# PASSAGE GIVEN start

It has also been argued that the rule of law provides
the foundation for the controls exercised by the courts over governmental
action through judicial review. In this sense the rule of law
is expressive of how the state ought to behave towards individuals
in society. The rule of law is said to demand that governmental
action conforms to precepts of good administration developed through
the courts, this being an essential facet of accountable government
in a democratic society. The constraints imposed on government
through judicial review are in part procedural and in part substantive.
The range of these principles varies, but normally includes ideas
such as: legality, procedural propriety, participation, fundamental
rights, openness, rationality, relevancy, propriety of purpose,
reasonableness, equality, legitimate expectations, legal certainty
and proportionality. There has been a vibrant academic debate
as to whether such principles must be legitimated by reference
to legislative intent. There is nonetheless general agreement
that it is the courts that have developed the principles of judicial
review over the past 350 years.
This general view has been advanced by a number of
writers and judges, although the precise detail of their analyses
differ.

# PASSAGE GIVEN end

§ **TO BE DONE**
According to the passage on the rule of law, over how long have the courts developed the principles of judicial review? The items after this passage aren't needed here.

# EXTRACTED DATA start

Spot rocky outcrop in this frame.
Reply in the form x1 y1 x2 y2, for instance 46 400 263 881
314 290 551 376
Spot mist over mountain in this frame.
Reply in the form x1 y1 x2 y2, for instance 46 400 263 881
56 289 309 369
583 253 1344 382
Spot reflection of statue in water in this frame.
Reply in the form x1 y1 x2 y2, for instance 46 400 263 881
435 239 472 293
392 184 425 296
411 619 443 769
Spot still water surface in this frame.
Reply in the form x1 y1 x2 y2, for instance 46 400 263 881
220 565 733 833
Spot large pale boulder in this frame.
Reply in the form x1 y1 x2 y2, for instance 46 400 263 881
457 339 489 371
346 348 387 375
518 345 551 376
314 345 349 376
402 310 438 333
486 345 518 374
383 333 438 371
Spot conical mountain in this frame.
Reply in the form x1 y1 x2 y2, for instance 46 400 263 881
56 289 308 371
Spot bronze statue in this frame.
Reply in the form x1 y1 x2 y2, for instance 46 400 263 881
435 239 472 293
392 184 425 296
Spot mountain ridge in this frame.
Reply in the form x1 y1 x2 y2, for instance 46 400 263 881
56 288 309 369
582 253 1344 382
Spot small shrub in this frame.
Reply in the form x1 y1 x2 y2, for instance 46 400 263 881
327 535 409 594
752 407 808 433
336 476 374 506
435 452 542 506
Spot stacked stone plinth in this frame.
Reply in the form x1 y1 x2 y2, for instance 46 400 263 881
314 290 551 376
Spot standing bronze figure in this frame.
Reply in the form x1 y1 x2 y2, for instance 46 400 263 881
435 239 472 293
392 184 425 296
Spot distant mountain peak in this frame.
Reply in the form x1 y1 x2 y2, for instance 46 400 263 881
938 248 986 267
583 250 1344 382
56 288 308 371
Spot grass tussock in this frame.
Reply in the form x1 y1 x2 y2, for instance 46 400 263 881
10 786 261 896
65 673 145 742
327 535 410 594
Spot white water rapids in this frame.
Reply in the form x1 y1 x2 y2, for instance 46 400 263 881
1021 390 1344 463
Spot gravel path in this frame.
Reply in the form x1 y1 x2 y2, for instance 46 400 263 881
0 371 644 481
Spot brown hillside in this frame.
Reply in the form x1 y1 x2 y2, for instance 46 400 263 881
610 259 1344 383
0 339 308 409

# EXTRACTED DATA end

§ **EXPECTED ANSWER**
Over the past 350 years.